**Excerpt provided:**
Content starts
The British Medical Association (BMA) has warned that government proposals to charge migrants for using the NHS are impractical, uneconomic, and could damage the health service.
Dr Mark Porter, Chair of BMA Council, said in the press release that the NHS does not have the infrastructure or resources to administrate a charging system that is not likely to produce enough revenue to cover the cost of setting up its own bureaucracy.
“The government needs to rethink its entire approach to this issue, as in their current form, these proposals are unworkable and potentially damaging to the NHS,” Porter continued.
Today’s BMA press release listed the following specific concerns:
• There is no evidence that the income derived from charging short-term visitors or migrants would be sufficient to cover the significant cost of the increased bureaucracy necessary to administer the system.
• It is difficult to see how extending charging to general practice could be implemented without ensuring every patient was checked by their GP practice when they register, resulting in inconvenience for all patients and an increased administrative burden on already over stretched GP services.
• There is no explanation of what documentation patients will need to use to prove they have permanent residency. There is no obligation for UK residents to hold a passport and the documentation some practices currently require, such as utility bills, would not prove permanent resident status.
Content ends
**Tasks to perform:**
1. Shorten the paragraph of the NHS charging article that begins "Dr Mark Porter, Chair of BMA Council," into one sentence that keeps its main facts.
2. Carry on the article about the BMA's objections to charging migrants for NHS care from where it stops.

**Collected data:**
Content starts
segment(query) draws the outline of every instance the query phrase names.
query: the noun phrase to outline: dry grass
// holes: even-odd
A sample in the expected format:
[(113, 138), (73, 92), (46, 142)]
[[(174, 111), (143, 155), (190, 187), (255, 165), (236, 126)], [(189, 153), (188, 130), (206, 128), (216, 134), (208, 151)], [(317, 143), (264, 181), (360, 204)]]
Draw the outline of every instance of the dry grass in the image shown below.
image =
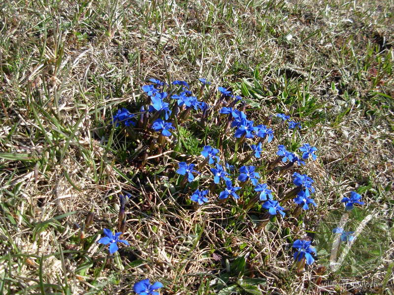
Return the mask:
[[(0, 293), (126, 294), (149, 277), (164, 294), (235, 294), (237, 284), (238, 294), (393, 294), (392, 0), (78, 2), (0, 4)], [(290, 214), (261, 232), (261, 210), (242, 213), (242, 201), (196, 207), (171, 184), (176, 161), (197, 155), (139, 167), (147, 143), (130, 146), (108, 123), (118, 106), (140, 103), (147, 78), (201, 77), (238, 93), (247, 79), (263, 93), (249, 97), (257, 122), (279, 112), (301, 122), (297, 143), (319, 156), (302, 170), (318, 205), (303, 222)], [(258, 163), (293, 143), (286, 132)], [(290, 189), (290, 173), (264, 180), (277, 195)], [(356, 189), (366, 206), (351, 224), (376, 217), (332, 272), (330, 231)], [(131, 246), (108, 262), (95, 241), (116, 228), (126, 192)], [(297, 274), (291, 243), (306, 236), (320, 259)]]

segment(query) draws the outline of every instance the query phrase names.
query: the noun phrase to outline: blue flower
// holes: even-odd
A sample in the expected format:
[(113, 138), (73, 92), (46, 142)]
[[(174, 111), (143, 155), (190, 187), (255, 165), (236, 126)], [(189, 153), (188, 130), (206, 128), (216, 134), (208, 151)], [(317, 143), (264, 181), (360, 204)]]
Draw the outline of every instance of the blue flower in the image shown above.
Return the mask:
[(252, 132), (256, 130), (256, 127), (253, 127), (253, 121), (249, 121), (246, 119), (242, 119), (241, 123), (235, 130), (234, 136), (235, 138), (239, 138), (245, 135), (246, 138), (253, 138)]
[(230, 90), (228, 90), (226, 88), (224, 87), (222, 87), (219, 86), (218, 87), (218, 90), (219, 90), (223, 95), (225, 96), (230, 96), (231, 94), (231, 91)]
[(352, 210), (353, 208), (353, 205), (355, 204), (363, 205), (364, 202), (359, 201), (361, 199), (361, 196), (356, 192), (350, 192), (350, 198), (344, 197), (341, 202), (346, 202), (345, 208), (346, 210)]
[(258, 125), (256, 126), (255, 131), (258, 137), (264, 138), (267, 136), (267, 142), (269, 143), (274, 138), (274, 131), (270, 128), (267, 127), (265, 125)]
[(104, 229), (102, 231), (105, 236), (101, 238), (97, 241), (100, 244), (103, 244), (104, 245), (109, 244), (109, 253), (110, 254), (113, 254), (118, 251), (119, 247), (117, 245), (117, 243), (120, 242), (126, 244), (128, 246), (129, 245), (129, 242), (127, 240), (119, 239), (119, 236), (122, 235), (122, 232), (119, 232), (113, 235), (112, 232), (108, 229)]
[(152, 83), (154, 83), (156, 85), (159, 85), (160, 86), (163, 86), (165, 84), (165, 82), (162, 82), (160, 80), (157, 80), (157, 79), (153, 79), (153, 78), (150, 79), (149, 81), (151, 82)]
[(239, 199), (239, 196), (235, 193), (235, 191), (240, 189), (241, 188), (239, 186), (233, 186), (232, 182), (231, 180), (228, 180), (226, 182), (226, 188), (223, 191), (220, 193), (219, 195), (219, 198), (221, 200), (223, 199), (227, 199), (229, 196), (231, 195), (235, 200)]
[(276, 152), (276, 154), (282, 157), (282, 161), (283, 163), (286, 163), (288, 160), (292, 162), (295, 157), (295, 154), (286, 150), (286, 148), (283, 145), (278, 146), (278, 151)]
[(342, 242), (351, 242), (354, 239), (354, 236), (352, 236), (354, 234), (354, 232), (345, 232), (343, 229), (341, 228), (336, 228), (332, 230), (334, 234), (341, 234), (341, 240)]
[(306, 174), (300, 174), (297, 172), (295, 172), (293, 175), (293, 183), (297, 186), (300, 186), (305, 189), (305, 194), (307, 197), (309, 196), (309, 191), (312, 193), (315, 192), (315, 189), (312, 186), (312, 184), (314, 182), (312, 179), (306, 176)]
[(169, 130), (175, 128), (172, 126), (172, 123), (166, 122), (162, 119), (157, 119), (152, 124), (152, 129), (155, 131), (162, 131), (162, 134), (164, 136), (169, 137), (172, 134)]
[(276, 117), (278, 118), (281, 118), (282, 121), (286, 121), (286, 120), (288, 120), (290, 118), (290, 116), (287, 116), (284, 114), (277, 114)]
[(201, 152), (201, 154), (204, 156), (204, 157), (206, 159), (207, 157), (209, 158), (209, 164), (213, 164), (215, 162), (215, 160), (217, 162), (219, 162), (219, 158), (216, 154), (219, 153), (219, 149), (217, 148), (214, 148), (210, 146), (205, 146), (202, 149)]
[(292, 247), (297, 249), (297, 251), (294, 253), (294, 259), (301, 261), (305, 258), (308, 265), (313, 264), (315, 259), (312, 254), (316, 254), (316, 250), (313, 247), (311, 247), (311, 243), (310, 241), (305, 240), (297, 239), (294, 241)]
[(289, 124), (289, 129), (294, 129), (295, 128), (299, 128), (301, 129), (301, 123), (295, 122), (294, 121), (289, 121), (287, 122)]
[(255, 156), (256, 158), (260, 158), (261, 156), (260, 153), (263, 151), (262, 143), (259, 143), (259, 144), (257, 146), (256, 145), (252, 145), (250, 147), (252, 148), (252, 149), (255, 151)]
[(234, 171), (234, 165), (230, 165), (228, 163), (226, 162), (226, 169), (228, 171), (230, 172), (233, 172)]
[(165, 119), (167, 120), (171, 111), (168, 108), (168, 103), (163, 101), (163, 99), (167, 97), (167, 92), (157, 92), (154, 96), (151, 97), (152, 105), (149, 106), (149, 112), (155, 110), (164, 111), (165, 112)]
[(206, 79), (204, 78), (200, 78), (198, 79), (198, 81), (200, 82), (201, 84), (202, 84), (202, 85), (203, 86), (210, 85), (211, 84), (212, 84), (211, 82), (208, 82), (208, 81), (207, 81)]
[(158, 89), (155, 88), (154, 85), (144, 85), (142, 88), (148, 96), (153, 96), (159, 91)]
[(308, 210), (309, 208), (309, 207), (308, 206), (308, 204), (312, 204), (316, 207), (316, 204), (315, 203), (315, 201), (313, 199), (311, 199), (309, 197), (309, 191), (308, 195), (308, 196), (306, 195), (306, 191), (301, 191), (298, 192), (297, 194), (297, 197), (295, 198), (293, 201), (294, 203), (298, 206), (302, 206), (302, 209), (304, 210)]
[(266, 183), (260, 183), (255, 187), (255, 191), (260, 192), (260, 201), (266, 201), (268, 199), (272, 200), (272, 192), (270, 189), (268, 189), (268, 185)]
[(156, 282), (153, 285), (149, 283), (149, 279), (145, 279), (134, 284), (133, 291), (138, 295), (159, 295), (155, 290), (163, 287), (163, 284)]
[(211, 168), (211, 172), (213, 174), (213, 179), (215, 183), (219, 183), (221, 178), (226, 181), (230, 180), (230, 178), (226, 176), (229, 175), (229, 174), (224, 171), (222, 165), (217, 163), (216, 163), (216, 168)]
[(131, 119), (135, 115), (131, 113), (127, 109), (122, 108), (120, 110), (118, 110), (116, 114), (112, 117), (112, 122), (116, 123), (115, 127), (119, 125), (119, 122), (122, 122), (126, 126), (133, 125), (135, 126), (135, 122), (131, 121)]
[(306, 160), (309, 157), (309, 155), (312, 156), (312, 158), (313, 160), (316, 159), (316, 155), (315, 154), (315, 152), (317, 150), (317, 148), (315, 147), (311, 147), (308, 144), (304, 144), (303, 146), (298, 148), (301, 151), (303, 152), (302, 153), (302, 159)]
[(200, 205), (202, 205), (204, 203), (208, 202), (208, 198), (204, 197), (204, 196), (206, 195), (209, 191), (207, 189), (203, 191), (197, 189), (192, 195), (190, 199), (194, 202), (197, 202)]
[(267, 209), (268, 211), (272, 215), (276, 215), (276, 211), (279, 212), (284, 217), (285, 213), (283, 212), (285, 208), (279, 205), (279, 202), (273, 200), (267, 200), (262, 206), (264, 209)]
[(190, 88), (190, 86), (189, 84), (188, 84), (186, 81), (181, 81), (180, 80), (175, 80), (173, 82), (171, 83), (173, 85), (182, 85), (182, 86), (185, 86), (187, 88)]
[(241, 174), (238, 177), (238, 180), (243, 182), (248, 179), (250, 179), (253, 185), (256, 185), (259, 182), (259, 178), (260, 178), (260, 175), (257, 172), (255, 172), (255, 166), (243, 166), (239, 169)]
[(176, 173), (178, 174), (180, 174), (181, 175), (185, 175), (185, 174), (187, 174), (188, 181), (189, 182), (191, 182), (194, 179), (194, 176), (193, 174), (193, 172), (199, 174), (199, 172), (197, 170), (195, 170), (193, 169), (196, 166), (194, 164), (188, 165), (186, 164), (186, 162), (180, 162), (180, 163), (178, 163), (178, 165), (179, 165), (179, 168), (176, 171)]

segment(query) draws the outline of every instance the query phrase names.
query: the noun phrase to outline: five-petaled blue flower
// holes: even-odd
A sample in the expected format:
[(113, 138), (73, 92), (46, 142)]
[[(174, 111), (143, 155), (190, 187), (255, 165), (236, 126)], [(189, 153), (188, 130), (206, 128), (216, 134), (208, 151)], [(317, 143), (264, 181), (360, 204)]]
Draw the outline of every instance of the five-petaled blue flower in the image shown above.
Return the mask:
Content ends
**Exercise answers:**
1. BMA Council chair Dr Mark Porter said the NHS lacks the infrastructure and resources to run a charging system that is unlikely to earn enough to pay for its own bureaucracy.

2.
• Forcing non-European Economic Area (EEA) migrants, and any dependents, to make a contribution to their healthcare costs could reduce the likelihood of highly skilled migrants coming to work in the UK.
• If migrants and short-term visitors are deterred from seeing a GP, it may become more difficult for the NHS to identify communicable diseases such as TB. This could increase public health risks for the wider population and result in increased stress on NHS services.
• The BMA agrees with the government that care should not be denied to patients who require immediate treatment, but the current proposals do raise ethical concerns. For example, charging could deter patients from seeking emergency care and could make them reluctant to bring their children to a GP practice or emergency care department.